*Passage to read*

* * *

By now, you have probably read that Tor Books (along with the other divisions of Tom Doherty Associates) will be releasing all their eBooks DRM-free by July of this year. But some of you have wondered what that means for my upcoming novel Redshirts, which comes out June 5. Will it have DRM on it when it comes out? Or will it be DRM-free from the very moment of its release? Here comes the official notice:
Yes, the Redshirts eBook will be DRM-free from the day of release.
Therefore, you eBook lovers will have absolutely no reason not to buy the book the very second it is available, thus driving my sales through the stratosphere, making my publisher very happy and showering me with precious, precious coin that I can convert into my daughter’s college education, and also maybe a hot tub. For the cats. Hey, some cats like hot tubs. This is what I hear.
(My thanks to Hillary Veith and all the other cool cats at Macmillan Digital for letting me get just a tiny bit ahead of the curve here. You guys rock.)
Also: The print edition will be DRM-free, too! So that’s an option for you as well, don’t forget. We like the stores that have the physical version as well. They make great gifts, as well as objects for me to sign when I am on my book tour this June (the dates of which are being finalized as I type this). Camp out at your favorite local bookstore! It’s not too early to get in line!
Point is: No matter in which medium you buy Redshirts, it will be totally yours to do with as you will.
This is pretty big publishing news: Tom Doherty Associates, an imprint of Macmillan and the publisher of most of my science fiction work, has announced they plan to ditch DRM (Digital Rights Management, i.e., the stuff that keeps you from moving or copying your eBooks) entirely. Here’s the release that’s going out about it.

* * *

*Records*
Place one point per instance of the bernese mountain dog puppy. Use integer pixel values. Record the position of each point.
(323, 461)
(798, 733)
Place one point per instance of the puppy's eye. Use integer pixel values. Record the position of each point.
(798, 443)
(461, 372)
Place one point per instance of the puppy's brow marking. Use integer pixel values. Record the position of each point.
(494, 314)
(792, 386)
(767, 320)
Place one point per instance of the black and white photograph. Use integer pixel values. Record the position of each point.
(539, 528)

* * *

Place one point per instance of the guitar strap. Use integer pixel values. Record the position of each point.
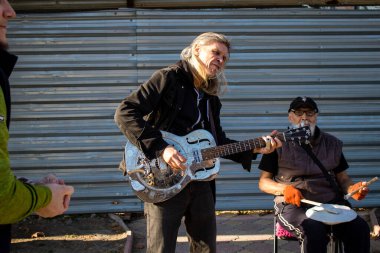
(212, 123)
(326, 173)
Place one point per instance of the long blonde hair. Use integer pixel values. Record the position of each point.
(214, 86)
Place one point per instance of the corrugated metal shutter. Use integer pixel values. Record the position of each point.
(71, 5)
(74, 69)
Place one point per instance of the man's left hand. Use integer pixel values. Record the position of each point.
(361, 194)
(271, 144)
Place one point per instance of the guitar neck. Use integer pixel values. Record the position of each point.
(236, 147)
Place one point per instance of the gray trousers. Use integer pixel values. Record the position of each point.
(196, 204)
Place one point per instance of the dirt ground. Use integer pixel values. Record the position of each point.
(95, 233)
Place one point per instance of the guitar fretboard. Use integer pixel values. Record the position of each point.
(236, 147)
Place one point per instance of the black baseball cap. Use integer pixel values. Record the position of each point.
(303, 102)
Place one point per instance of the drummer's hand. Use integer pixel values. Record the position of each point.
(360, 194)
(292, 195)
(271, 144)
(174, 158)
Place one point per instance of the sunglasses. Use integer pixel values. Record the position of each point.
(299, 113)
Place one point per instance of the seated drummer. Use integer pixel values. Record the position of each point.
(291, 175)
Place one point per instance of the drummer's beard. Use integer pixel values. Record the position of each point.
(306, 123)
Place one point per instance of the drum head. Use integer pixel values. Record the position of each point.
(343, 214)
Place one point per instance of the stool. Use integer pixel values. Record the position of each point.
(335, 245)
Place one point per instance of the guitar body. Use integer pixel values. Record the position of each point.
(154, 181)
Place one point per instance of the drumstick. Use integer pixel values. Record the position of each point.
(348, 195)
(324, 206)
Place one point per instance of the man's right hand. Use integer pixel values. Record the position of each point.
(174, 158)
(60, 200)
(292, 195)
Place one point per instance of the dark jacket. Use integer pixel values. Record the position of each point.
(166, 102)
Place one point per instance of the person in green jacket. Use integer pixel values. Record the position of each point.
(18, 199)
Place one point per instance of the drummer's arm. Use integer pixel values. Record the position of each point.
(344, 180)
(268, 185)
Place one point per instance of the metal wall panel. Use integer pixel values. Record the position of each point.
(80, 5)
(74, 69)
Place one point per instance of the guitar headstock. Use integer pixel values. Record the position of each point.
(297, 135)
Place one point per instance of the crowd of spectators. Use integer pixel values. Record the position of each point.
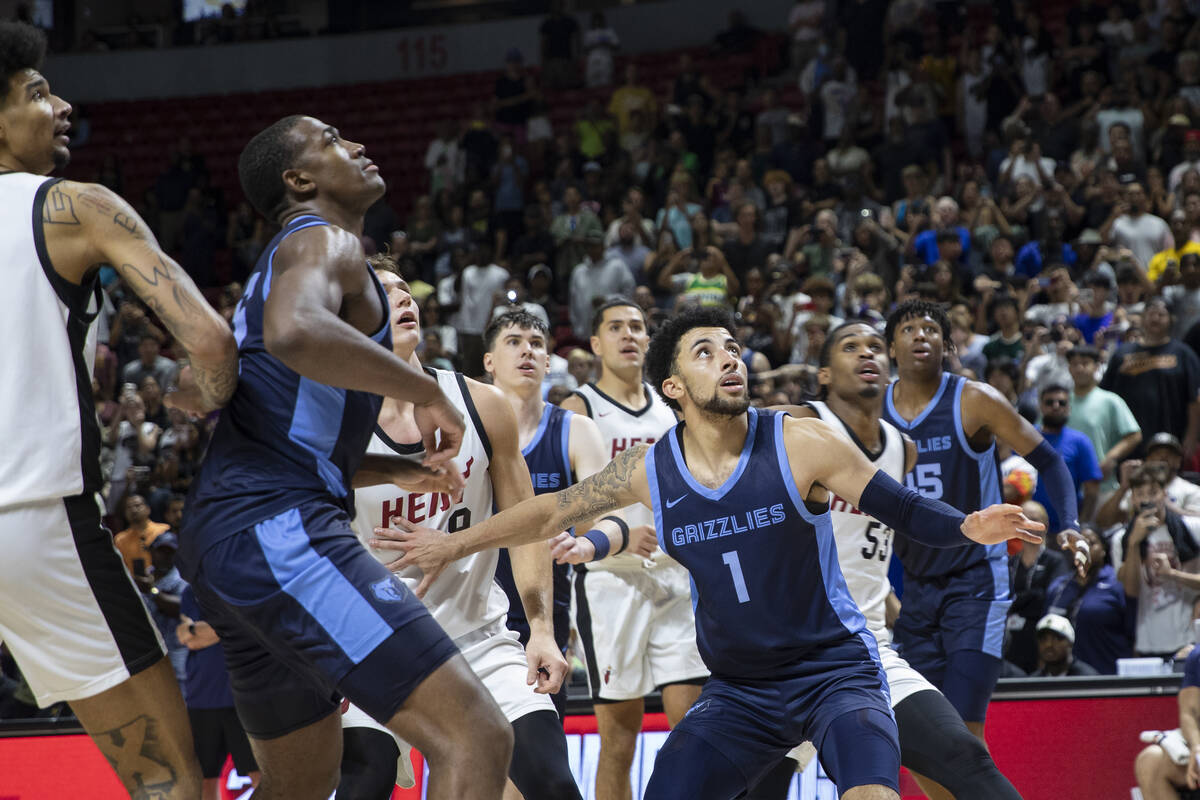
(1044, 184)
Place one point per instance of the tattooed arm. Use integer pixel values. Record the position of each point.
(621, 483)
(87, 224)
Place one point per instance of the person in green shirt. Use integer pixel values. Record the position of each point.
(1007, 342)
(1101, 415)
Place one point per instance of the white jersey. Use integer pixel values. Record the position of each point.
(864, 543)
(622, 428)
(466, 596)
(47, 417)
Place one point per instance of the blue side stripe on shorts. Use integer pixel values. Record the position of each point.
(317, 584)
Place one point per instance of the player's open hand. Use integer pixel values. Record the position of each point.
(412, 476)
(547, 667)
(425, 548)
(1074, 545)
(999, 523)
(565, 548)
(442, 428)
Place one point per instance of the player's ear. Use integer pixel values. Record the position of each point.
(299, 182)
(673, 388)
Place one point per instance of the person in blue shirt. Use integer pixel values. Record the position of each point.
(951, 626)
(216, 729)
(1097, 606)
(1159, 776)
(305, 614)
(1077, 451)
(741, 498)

* * *

*Set of tasks*
A. Reproduce the stretch of the Redshirts post from "By now, you" through "day of release." word for word.
B. Decide whether each statement agrees with the Redshirts post, answering yes or no and quoting the words that settle it: (i) Redshirts comes out on June 5. (ii) The print edition of Redshirts will carry DRM. (iii) Tom Doherty Associates is an imprint of Macmillan.
C. Please write the next part of the Redshirts post, picking up after its final sentence.
The material has no connection to the Redshirts post.

*Answers for the tasks*
A.
By now, you have probably read that Tor Books (along with the other divisions of Tom Doherty Associates) will be releasing all their eBooks DRM-free by July of this year. But some of you have wondered what that means for my upcoming novel Redshirts, which comes out June 5. Will it have DRM on it when it comes out? Or will it be DRM-free from the very moment of its release? Here comes the official notice:
Yes, the Redshirts eBook will be DRM-free from the day of release.

B.
(i) Yes: "my upcoming novel Redshirts, which comes out June 5"
(ii) No: "The print edition will be DRM-free, too!"
(iii) Yes: "Tom Doherty Associates, an imprint of Macmillan"

C.
Tom Doherty Associates, publishers of Tor, Forge, Orb, Starscape, and Tor Teen, today announced that by early July 2012, their entire list of e-books will be available DRM-free.
“Our authors and readers have been asking for this for a long time,” said president and publisher Tom Doherty. “They’re a technically sophisticated bunch, and DRM is a constant annoyance to them. It prevents them from using legitimately-purchased e-books in perfectly legal ways, like moving them from one kind of e-reader to another.”
DRM-free titles from Tom Doherty Associates will be available from the same range of retailers that currently sell their e-books. In addition, the company expects to begin selling titles through retailers that sell only DRM-free books.
About Tor and Forge Books
Tor Books, an imprint of Tom Doherty Associates, LLC, is a New York-based publisher of hardcover and softcover books, founded in 1980 and committed (although not limited) to arguably the largest and most diverse line of science fiction and fantasy ever produced by a single English-language publisher. Tom Doherty Associates, LLC, is also the home of award-winning Forge Books, founded in 1993 and committed (although not limited) to thrillers, mysteries, historical fiction and general fiction. Together, the imprints garnered 30 New York Times bestsellers in 2011.
I called Patrick Nielsen Hayden, Senior Editor of Tor Books, to ask what going DRM-free will mean for the publisher’s efforts regarding online misappropriation of author copyrights, because I know that this is a very real concern for many writers. This was his response to me, which he allowed me to post here:
Just in case anyone is worried: I can tell you with complete confidence that Macmillan and Tor/Forge have no intention of scaling back our anti-piracy efforts in the e-book realm. We expect to continue working to minimize this problem with all the tools at our disposal.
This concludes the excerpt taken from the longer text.